Using Sensu to Monitor, Alert, and Remediate a Heterogeneous Infrastructure

By Ben Parli

In Nitro Engineering we have adopted an All-Ops, Immutable Systems ethos. Of course, adopting the right tools is critical to this culture and products such as Docker and Ansible have served us well in engineering new systems and subsequently pushing features ever faster. However, a challenge remains in how to maintain the legacy systems we’ve inherited which don’t necessarily lend themselves to this culture. We run a lean Engineering team here at Nitro, but this is an added pressure on the typical All-Ops breadth of responsibilities. Even in our furious efforts to refactor these legacy platforms, we must maintain our SLA in the meantime no matter what.

Tool Considerations

With the daily difficulties in keeping the legacy sites up and healthy, we identified the need for a host monitoring and alerting tool. We already leverage third-party tools for instrumentation and time-series application monitoring; our latest pain point is with cleaning up the hosts themselves in many cases. It would have to be flexible and adaptable to support both our current Ubuntu, Docker hosts as well as the legacy Windows environments. It should be open source (as that is also a big part of our ethos), cost effective, ansible compatible, and easy enough to use by any engineer in the company.

> **Exercise tasks**
1. According to the final sentence of the Sensu article, what qualities should the tool have? List each one.
2. In the Sensu article, which two products have served the team well in engineering new systems?
3. Set down the passage of the Sensu article starting at "In Nitro Engineering" and ending at "no matter what.".
The items that come next are material separate from the Sensu article.

> **Material provided**
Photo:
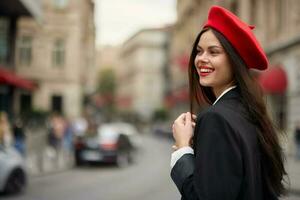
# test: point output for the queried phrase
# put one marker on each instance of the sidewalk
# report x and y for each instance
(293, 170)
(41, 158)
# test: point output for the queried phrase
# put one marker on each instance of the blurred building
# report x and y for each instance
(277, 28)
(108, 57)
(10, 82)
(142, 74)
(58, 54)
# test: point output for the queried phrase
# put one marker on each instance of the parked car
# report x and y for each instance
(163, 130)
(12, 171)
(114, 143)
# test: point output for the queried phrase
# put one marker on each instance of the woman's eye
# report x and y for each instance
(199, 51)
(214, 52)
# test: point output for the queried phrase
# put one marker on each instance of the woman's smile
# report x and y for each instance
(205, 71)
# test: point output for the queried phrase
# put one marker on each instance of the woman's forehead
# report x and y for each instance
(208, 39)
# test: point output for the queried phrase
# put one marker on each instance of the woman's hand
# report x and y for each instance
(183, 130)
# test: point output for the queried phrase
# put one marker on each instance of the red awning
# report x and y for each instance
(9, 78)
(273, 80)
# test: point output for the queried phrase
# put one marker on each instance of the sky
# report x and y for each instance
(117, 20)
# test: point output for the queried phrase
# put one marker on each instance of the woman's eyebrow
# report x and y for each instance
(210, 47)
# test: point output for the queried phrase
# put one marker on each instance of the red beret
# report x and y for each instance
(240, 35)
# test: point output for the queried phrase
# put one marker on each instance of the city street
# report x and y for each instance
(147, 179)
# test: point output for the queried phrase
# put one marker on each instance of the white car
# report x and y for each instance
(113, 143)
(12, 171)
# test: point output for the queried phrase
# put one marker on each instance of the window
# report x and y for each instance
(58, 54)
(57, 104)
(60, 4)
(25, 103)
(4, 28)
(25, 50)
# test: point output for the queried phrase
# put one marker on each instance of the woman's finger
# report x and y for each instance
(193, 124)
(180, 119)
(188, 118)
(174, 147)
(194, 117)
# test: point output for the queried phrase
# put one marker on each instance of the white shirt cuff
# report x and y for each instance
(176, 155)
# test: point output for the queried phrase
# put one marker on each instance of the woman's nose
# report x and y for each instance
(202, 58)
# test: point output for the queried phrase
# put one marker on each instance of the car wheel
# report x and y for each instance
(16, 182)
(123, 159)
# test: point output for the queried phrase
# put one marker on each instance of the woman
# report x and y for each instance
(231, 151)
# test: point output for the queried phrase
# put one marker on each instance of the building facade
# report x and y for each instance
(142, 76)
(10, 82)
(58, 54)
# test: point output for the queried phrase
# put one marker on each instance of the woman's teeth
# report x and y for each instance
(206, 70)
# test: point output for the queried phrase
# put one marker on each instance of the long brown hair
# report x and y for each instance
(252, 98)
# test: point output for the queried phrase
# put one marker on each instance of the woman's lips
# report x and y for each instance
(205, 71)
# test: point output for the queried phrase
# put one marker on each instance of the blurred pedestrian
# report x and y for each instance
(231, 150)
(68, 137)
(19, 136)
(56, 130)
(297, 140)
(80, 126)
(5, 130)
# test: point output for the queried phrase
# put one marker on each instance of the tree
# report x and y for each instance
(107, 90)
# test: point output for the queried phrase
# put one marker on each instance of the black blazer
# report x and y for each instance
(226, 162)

> **Solutions to each task**
1.
- Open source
- Cost effective
- Ansible compatible
- Easy enough to use by any engineer in the company

2. Docker and Ansible.

3.
In Nitro Engineering we have adopted an All-Ops, Immutable Systems ethos. Of course, adopting the right tools is critical to this culture and products such as Docker and Ansible have served us well in engineering new systems and subsequently pushing features ever faster. However, a challenge remains in how to maintain the legacy systems we’ve inherited which don’t necessarily lend themselves to this culture. We run a lean Engineering team here at Nitro, but this is an added pressure on the typical All-Ops breadth of responsibilities. Even in our furious efforts to refactor these legacy platforms, we must maintain our SLA in the meantime no matter what.